[Stored data entries]
┏━━

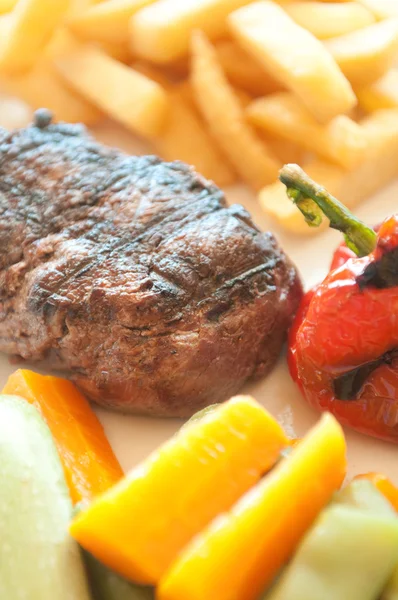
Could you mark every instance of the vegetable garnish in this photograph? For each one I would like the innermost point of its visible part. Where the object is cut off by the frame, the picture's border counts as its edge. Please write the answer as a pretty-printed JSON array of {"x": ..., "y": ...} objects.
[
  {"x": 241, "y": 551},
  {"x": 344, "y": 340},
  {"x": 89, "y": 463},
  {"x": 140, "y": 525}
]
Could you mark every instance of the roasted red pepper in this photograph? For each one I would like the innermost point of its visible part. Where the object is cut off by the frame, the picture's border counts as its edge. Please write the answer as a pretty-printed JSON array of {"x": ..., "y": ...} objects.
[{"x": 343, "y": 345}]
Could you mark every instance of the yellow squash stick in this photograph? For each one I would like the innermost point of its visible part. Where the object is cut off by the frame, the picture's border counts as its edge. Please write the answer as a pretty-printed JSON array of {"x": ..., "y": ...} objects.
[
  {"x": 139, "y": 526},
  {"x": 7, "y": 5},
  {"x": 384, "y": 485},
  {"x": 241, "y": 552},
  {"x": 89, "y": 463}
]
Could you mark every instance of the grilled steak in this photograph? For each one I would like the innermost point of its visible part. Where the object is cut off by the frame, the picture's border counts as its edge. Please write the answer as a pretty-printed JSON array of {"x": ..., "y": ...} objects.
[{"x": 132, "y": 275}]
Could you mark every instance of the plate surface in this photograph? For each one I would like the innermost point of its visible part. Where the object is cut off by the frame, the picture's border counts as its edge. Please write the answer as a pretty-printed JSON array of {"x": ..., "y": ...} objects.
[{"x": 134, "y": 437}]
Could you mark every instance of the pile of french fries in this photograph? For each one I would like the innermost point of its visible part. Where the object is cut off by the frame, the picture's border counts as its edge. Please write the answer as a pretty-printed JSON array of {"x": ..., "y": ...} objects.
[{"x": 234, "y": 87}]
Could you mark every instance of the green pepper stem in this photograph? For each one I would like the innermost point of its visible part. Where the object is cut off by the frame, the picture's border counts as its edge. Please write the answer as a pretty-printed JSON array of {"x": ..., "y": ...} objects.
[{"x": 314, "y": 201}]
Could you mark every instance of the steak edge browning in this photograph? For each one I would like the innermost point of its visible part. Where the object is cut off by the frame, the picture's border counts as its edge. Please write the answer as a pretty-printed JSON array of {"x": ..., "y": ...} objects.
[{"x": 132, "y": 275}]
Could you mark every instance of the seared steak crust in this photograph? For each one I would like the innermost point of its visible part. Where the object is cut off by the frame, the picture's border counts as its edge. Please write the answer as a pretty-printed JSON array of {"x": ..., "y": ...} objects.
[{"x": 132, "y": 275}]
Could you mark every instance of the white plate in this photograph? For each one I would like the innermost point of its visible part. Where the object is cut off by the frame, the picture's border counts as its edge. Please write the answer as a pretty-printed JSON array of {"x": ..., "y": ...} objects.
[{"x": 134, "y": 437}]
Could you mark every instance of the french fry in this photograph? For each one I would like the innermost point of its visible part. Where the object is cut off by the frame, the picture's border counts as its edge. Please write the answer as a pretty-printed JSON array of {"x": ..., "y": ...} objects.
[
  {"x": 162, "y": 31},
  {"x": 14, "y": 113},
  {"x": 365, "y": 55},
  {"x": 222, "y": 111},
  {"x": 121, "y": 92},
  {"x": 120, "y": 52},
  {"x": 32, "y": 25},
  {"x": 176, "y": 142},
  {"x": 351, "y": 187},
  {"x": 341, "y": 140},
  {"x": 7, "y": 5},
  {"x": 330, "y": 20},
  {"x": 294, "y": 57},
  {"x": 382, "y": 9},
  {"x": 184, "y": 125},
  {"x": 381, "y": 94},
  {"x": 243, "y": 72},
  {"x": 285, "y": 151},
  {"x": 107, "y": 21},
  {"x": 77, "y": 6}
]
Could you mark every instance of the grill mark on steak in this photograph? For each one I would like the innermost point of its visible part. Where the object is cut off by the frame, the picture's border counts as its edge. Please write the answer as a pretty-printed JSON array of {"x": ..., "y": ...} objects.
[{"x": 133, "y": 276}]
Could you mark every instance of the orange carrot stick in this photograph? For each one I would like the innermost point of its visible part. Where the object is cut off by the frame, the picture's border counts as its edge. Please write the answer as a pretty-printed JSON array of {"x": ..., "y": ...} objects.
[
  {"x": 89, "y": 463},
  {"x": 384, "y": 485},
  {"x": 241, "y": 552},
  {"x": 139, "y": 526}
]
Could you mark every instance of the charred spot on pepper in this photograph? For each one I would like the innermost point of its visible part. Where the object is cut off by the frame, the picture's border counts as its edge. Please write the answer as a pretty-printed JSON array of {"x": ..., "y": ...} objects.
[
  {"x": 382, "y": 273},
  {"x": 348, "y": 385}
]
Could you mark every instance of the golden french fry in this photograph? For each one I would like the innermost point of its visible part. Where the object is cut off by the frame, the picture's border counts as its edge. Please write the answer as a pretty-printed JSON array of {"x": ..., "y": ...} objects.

┗━━

What you give back should be the lines from the one with "Could you mark every instance of the orange" to the end of the data, copied exactly, both ends included.

Could you mark every instance of the orange carrot stick in this photograph? For each one I would like the innermost point of its visible part. Where the object is cut off by the frame, the picture's border counts as its edge. Please write the answer as a pretty-printed JSON array of {"x": ..., "y": ...} objects.
[
  {"x": 89, "y": 463},
  {"x": 384, "y": 485},
  {"x": 241, "y": 552},
  {"x": 139, "y": 526}
]
Could you mark every instance of the charred spot on pepper in this photograph? For each one I would like the innermost point of its visible part. Where the object is cut off by the frame, the picture's border counts as its edge. Please write the answer as a pretty-printed JSON array of {"x": ..., "y": ...} objects.
[
  {"x": 382, "y": 273},
  {"x": 348, "y": 385}
]
Could you mark every instance of the golden french fry in this photograph? For each one I would like the innermost point of its visible part. Where the object is cut off by the frame, the picture's border counts as its edge. Please write the answer as a pretty-printed JSON array of {"x": ..., "y": ...} objects.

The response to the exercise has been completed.